### MATERIAL SUPPLIED

— Start —

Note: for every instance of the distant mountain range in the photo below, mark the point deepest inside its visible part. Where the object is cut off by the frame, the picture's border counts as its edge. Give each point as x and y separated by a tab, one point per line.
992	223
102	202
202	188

— End —
— Start —

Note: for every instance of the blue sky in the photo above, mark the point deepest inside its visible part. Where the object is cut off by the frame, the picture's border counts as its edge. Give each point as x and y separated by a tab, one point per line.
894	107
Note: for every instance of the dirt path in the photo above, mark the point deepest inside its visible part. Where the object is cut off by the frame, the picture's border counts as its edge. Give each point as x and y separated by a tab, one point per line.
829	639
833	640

— End —

### STATED EXERCISE
Please gather every line of the items above that contains the word "below".

### COMPLETE OUTPUT
Note: for every instance of the distant mountain range in the photo below, mark the point deepest inside its visible part. Where the object is cut off by the frame, the picture's border counts as its edge. Give each point as x and y separated by a tab, one point per line.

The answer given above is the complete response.